-- AIM OF THE EXERCISE --
Please turn the rows into a numbered list. Begin at the start of the rows and stop after the line that has "MULTIPOLYGON (((372 186, 372", leaving out blank lines and the pictures.

-- RECORDS PROVIDED --
-- begin --

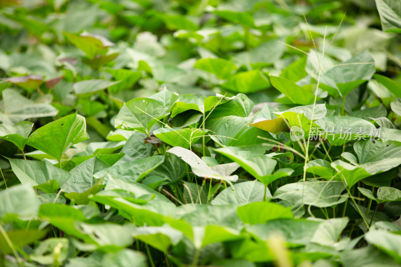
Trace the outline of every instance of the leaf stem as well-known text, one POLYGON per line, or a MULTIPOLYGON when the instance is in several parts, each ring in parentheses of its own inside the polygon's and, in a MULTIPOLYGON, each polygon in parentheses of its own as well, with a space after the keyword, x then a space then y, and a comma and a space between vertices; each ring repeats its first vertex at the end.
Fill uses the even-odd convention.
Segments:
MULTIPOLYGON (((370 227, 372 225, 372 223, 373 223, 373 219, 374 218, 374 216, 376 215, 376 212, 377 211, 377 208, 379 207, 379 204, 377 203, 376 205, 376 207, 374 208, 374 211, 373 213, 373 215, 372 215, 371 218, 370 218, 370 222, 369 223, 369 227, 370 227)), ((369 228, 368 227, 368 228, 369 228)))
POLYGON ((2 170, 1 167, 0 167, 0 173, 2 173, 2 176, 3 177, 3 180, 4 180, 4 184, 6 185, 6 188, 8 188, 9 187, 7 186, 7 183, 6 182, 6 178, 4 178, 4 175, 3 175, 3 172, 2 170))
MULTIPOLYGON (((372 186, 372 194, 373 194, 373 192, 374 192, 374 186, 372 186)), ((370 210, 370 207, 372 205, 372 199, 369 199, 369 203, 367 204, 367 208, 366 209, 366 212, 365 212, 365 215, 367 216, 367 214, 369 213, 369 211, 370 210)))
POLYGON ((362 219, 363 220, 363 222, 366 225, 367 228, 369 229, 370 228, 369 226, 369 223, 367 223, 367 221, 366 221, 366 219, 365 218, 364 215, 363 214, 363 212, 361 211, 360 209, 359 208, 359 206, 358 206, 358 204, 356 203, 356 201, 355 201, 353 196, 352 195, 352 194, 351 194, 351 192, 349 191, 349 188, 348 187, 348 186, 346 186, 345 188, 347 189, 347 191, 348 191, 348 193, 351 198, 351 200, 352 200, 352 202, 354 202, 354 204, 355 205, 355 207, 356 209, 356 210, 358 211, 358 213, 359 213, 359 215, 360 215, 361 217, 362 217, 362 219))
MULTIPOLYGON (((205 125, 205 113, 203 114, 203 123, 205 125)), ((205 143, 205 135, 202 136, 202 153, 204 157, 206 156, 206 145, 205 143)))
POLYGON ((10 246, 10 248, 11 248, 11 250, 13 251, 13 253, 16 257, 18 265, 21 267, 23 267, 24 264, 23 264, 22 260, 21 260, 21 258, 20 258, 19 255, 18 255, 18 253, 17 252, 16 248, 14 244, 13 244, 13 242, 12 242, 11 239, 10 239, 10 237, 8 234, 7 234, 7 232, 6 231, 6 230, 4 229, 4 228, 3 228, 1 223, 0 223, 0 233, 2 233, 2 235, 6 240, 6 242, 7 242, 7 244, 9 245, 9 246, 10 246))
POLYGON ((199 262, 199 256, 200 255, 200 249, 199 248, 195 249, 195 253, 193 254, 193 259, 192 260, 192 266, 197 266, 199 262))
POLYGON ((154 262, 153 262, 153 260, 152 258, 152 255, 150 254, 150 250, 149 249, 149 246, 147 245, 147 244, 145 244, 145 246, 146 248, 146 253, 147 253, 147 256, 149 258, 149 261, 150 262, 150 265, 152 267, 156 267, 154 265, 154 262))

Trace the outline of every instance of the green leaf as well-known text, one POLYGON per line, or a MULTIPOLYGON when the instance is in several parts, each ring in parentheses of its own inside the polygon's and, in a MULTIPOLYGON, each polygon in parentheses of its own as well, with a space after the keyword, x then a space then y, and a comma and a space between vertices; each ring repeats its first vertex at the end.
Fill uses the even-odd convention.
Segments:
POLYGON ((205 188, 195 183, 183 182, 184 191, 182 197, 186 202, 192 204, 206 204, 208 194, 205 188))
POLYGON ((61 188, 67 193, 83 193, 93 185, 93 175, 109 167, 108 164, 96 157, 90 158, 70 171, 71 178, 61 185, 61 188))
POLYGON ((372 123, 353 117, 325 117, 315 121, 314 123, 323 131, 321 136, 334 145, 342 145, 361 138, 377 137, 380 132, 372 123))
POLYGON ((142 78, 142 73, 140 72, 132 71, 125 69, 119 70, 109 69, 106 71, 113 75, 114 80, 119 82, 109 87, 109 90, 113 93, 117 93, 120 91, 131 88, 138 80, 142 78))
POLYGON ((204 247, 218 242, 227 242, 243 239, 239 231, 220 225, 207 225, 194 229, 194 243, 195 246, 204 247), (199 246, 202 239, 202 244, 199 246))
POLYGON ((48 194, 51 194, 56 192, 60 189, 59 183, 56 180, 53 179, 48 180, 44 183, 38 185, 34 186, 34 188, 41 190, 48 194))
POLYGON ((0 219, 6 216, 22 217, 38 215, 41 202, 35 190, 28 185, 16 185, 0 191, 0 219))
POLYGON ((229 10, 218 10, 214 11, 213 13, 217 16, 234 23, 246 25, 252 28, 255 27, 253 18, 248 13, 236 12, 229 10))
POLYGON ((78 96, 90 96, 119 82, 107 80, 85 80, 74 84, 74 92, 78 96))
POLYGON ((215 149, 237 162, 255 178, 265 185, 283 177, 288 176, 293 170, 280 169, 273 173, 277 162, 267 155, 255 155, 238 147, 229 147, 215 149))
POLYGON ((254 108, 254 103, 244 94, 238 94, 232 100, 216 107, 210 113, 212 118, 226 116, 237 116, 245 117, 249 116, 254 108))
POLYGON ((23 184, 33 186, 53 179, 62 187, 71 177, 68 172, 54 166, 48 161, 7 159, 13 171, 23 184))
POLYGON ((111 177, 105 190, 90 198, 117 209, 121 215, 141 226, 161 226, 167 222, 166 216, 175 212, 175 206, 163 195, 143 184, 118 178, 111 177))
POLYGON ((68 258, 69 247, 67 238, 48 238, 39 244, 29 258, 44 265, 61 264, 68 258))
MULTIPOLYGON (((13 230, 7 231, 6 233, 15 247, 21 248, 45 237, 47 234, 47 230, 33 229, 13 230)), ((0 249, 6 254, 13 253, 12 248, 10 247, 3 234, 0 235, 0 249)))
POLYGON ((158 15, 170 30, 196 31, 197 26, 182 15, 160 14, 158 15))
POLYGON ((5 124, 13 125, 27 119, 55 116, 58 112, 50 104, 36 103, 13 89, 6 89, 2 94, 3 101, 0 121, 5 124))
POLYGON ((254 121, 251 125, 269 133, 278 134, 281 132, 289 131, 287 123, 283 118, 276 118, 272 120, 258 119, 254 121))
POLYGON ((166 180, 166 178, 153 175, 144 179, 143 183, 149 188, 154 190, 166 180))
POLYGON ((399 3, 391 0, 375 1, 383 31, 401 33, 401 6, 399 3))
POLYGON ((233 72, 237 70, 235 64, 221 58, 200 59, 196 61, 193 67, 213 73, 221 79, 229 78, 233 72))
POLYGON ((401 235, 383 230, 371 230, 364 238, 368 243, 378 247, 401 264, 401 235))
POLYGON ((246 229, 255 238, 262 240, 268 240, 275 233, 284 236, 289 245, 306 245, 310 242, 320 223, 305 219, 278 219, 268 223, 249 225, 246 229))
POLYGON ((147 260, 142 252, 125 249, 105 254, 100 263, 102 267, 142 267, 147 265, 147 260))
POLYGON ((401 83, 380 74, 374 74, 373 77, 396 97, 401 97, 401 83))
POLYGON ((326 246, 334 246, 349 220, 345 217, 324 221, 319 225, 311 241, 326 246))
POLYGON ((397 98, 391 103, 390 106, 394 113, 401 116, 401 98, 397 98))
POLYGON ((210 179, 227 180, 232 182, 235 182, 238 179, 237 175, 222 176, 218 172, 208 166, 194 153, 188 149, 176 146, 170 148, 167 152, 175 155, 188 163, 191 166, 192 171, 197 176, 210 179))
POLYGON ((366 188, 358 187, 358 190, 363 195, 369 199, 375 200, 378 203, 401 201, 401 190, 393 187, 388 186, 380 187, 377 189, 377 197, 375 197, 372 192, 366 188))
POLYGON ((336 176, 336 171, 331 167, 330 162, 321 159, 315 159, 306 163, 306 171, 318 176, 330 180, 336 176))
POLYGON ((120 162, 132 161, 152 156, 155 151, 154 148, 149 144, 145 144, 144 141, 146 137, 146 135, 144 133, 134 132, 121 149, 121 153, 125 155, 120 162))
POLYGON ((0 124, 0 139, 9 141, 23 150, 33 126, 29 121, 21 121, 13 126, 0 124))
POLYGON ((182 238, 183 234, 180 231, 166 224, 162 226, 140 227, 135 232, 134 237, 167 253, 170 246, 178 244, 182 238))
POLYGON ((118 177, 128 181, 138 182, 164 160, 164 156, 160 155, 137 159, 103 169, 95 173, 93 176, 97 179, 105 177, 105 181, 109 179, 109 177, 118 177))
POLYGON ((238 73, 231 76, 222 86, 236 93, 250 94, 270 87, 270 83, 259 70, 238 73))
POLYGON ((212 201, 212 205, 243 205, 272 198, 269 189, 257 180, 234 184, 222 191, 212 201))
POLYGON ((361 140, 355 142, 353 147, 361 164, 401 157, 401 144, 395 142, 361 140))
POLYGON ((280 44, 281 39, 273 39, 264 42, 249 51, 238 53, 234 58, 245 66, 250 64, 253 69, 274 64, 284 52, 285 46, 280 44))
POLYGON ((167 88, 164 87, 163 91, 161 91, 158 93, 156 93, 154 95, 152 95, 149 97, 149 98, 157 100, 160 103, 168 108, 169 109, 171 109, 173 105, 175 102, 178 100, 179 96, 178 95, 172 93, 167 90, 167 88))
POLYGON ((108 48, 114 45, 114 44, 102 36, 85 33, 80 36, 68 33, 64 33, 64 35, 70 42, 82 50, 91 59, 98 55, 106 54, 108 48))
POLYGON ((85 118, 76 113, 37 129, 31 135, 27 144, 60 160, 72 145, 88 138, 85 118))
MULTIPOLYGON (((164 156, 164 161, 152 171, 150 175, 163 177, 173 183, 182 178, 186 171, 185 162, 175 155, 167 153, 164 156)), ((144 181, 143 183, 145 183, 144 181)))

-- end --

-- THE ANSWER --
1. Trace the outline of every instance of the leaf stem as well-known text, one POLYGON per line, or a MULTIPOLYGON when the instance is in several parts, each ring in parentheses of its own inside the polygon's and, in a MULTIPOLYGON, each polygon in parentheses of its own as well, with a space after the keyword, x then a space then y, and a comma and a space between vertices; each ring repeats its first vertex at the end.
2. Fill uses the even-odd convention.
3. Segments:
4. MULTIPOLYGON (((370 227, 372 225, 372 223, 373 223, 373 219, 374 218, 374 216, 376 215, 376 212, 377 211, 377 208, 379 207, 379 204, 377 203, 376 205, 376 207, 374 208, 374 211, 373 213, 373 215, 372 215, 371 218, 370 218, 370 222, 369 223, 369 227, 370 227)), ((369 228, 368 227, 368 228, 369 228)))
5. POLYGON ((2 170, 1 167, 0 167, 0 173, 2 173, 2 176, 3 177, 3 180, 4 180, 4 184, 6 185, 6 188, 8 188, 9 187, 7 186, 7 183, 6 182, 6 178, 4 178, 4 175, 3 175, 3 172, 2 170))
6. MULTIPOLYGON (((372 186, 372 194, 373 194, 373 192, 374 192, 374 186, 372 186)), ((370 210, 370 207, 372 205, 372 199, 369 199, 369 203, 367 204, 367 208, 366 209, 366 212, 365 212, 365 215, 367 216, 367 214, 369 213, 369 211, 370 210)))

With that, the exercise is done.